#### DATA EXTRACTS
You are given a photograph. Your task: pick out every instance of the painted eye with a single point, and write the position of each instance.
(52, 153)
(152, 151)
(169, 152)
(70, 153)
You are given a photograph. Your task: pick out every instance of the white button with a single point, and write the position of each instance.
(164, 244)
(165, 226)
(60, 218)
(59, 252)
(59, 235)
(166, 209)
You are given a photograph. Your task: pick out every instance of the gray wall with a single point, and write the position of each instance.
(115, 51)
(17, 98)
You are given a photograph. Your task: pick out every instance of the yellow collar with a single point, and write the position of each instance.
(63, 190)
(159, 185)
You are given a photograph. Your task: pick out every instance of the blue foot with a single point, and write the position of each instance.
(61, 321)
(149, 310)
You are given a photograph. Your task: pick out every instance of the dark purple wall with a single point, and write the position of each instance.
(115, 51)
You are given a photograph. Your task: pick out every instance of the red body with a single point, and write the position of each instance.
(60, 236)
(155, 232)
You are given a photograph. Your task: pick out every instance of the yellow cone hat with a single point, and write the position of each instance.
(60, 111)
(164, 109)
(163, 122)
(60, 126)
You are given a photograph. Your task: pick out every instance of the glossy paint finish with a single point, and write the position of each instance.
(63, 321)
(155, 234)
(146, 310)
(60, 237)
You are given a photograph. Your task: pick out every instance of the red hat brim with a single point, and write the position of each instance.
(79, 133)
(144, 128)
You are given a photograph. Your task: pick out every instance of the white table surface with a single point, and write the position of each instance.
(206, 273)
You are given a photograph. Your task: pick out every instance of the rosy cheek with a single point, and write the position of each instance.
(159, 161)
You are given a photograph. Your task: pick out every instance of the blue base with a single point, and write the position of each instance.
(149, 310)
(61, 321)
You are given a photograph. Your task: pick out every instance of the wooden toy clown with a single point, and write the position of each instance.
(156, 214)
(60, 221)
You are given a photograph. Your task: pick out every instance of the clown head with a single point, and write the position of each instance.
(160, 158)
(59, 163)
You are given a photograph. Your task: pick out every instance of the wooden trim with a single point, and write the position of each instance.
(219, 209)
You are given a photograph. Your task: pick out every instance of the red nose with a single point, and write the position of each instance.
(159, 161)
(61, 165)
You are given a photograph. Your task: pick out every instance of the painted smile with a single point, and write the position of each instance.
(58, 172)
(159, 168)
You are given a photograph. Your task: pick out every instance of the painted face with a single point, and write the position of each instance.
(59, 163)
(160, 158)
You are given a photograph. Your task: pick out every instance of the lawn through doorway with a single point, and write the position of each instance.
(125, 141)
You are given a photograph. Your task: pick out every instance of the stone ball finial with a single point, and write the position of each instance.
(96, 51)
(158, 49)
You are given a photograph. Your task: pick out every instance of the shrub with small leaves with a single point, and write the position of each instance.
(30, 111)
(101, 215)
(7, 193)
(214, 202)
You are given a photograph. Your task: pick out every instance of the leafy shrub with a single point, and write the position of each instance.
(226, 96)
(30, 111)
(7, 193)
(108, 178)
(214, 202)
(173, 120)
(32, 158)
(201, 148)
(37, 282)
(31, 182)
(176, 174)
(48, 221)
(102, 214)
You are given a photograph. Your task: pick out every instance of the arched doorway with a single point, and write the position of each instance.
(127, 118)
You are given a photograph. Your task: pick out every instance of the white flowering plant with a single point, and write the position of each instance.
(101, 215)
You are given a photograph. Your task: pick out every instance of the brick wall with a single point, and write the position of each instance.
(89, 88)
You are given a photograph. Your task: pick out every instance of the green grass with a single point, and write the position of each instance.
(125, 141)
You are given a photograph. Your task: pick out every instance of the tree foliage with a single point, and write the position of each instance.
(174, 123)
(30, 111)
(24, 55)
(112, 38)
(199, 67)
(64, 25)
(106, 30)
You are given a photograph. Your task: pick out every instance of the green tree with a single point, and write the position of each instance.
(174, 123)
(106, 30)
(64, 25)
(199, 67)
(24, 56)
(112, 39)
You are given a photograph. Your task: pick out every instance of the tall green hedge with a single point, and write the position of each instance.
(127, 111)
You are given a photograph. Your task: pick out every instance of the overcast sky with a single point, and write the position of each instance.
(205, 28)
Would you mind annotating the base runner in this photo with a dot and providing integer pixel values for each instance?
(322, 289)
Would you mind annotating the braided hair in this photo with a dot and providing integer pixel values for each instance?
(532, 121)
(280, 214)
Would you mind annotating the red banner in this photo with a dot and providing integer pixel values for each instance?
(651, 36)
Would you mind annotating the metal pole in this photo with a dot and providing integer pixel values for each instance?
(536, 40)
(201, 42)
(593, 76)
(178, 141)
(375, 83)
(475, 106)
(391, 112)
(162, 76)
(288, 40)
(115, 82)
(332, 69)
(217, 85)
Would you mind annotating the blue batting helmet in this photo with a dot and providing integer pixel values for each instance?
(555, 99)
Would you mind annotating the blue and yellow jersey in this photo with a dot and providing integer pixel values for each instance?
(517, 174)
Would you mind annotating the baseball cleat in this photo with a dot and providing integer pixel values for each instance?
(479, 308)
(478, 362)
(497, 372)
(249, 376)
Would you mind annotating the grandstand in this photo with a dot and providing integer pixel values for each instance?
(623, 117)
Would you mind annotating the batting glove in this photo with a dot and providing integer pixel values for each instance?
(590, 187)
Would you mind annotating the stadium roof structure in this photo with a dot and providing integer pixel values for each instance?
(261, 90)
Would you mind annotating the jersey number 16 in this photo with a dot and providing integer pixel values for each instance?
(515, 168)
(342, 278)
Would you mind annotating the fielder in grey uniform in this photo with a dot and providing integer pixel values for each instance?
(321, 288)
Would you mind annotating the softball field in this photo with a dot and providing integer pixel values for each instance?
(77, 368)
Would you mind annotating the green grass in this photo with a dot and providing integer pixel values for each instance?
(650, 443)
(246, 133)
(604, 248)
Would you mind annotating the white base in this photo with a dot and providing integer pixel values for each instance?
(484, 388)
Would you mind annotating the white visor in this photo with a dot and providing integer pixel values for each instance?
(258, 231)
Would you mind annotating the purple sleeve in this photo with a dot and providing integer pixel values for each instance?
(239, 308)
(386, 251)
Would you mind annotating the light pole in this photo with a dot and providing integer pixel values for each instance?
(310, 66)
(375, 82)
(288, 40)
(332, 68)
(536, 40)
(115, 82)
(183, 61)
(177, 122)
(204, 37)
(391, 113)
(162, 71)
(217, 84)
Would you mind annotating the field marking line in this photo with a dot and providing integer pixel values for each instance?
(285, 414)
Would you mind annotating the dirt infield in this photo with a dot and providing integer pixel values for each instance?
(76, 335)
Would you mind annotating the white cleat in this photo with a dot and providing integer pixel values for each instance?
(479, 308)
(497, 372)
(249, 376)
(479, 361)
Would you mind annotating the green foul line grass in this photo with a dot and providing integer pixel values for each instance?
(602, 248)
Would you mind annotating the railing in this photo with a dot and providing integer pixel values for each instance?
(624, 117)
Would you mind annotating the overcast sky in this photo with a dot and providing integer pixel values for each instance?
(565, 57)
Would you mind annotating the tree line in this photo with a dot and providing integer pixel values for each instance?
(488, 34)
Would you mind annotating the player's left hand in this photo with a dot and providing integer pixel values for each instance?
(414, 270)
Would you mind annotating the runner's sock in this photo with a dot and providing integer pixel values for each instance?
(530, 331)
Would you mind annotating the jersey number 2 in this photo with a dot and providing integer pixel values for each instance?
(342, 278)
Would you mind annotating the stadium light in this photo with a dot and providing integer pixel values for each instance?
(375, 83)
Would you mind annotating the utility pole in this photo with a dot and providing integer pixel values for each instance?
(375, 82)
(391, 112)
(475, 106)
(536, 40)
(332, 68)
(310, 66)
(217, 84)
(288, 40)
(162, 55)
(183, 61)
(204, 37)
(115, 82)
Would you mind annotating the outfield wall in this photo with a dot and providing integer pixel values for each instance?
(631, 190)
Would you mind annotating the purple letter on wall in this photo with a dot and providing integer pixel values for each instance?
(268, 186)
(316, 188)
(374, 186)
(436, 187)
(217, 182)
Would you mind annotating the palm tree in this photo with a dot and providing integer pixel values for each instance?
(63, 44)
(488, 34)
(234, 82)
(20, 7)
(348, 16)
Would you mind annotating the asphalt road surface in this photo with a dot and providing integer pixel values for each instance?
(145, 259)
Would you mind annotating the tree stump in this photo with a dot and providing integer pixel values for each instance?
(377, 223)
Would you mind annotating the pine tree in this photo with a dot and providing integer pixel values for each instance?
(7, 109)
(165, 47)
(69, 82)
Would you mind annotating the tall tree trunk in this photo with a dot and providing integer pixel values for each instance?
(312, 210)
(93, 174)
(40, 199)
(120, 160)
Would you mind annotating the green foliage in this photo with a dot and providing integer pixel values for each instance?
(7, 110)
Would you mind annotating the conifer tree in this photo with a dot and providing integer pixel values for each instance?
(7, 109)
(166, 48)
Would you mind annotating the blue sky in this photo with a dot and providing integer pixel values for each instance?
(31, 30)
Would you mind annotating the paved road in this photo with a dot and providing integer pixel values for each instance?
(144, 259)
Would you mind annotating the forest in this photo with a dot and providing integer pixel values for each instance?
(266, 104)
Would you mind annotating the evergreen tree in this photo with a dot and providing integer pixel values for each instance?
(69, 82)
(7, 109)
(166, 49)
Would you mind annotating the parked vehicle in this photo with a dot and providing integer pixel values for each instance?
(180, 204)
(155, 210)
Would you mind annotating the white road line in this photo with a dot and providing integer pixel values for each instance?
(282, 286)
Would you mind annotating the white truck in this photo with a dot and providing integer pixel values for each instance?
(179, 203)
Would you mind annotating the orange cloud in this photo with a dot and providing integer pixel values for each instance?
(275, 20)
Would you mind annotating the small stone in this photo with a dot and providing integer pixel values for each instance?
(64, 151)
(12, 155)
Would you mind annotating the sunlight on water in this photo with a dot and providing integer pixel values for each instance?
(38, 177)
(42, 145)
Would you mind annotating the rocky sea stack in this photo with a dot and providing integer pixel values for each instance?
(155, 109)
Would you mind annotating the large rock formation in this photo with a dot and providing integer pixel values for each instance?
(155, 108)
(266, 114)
########
Look above for the line containing "Would you mind annotating the small", then transcribe it and all lines after it through the last, exactly and with nothing else.

Would you mind annotating the small stone in this photo with a dot and providing integer pixel values for each instance?
(64, 151)
(12, 155)
Would you mind annotating the sunlight on water in this photo with a dot and providing integer pixel values for each instance?
(38, 177)
(42, 145)
Would you mind annotating the rocky sea stack in this photo with a dot and providing integer pixel values for each instance?
(155, 109)
Would you mind annotating the large rock formation in this photo with a dot and providing integer pixel values for each instance?
(155, 108)
(266, 114)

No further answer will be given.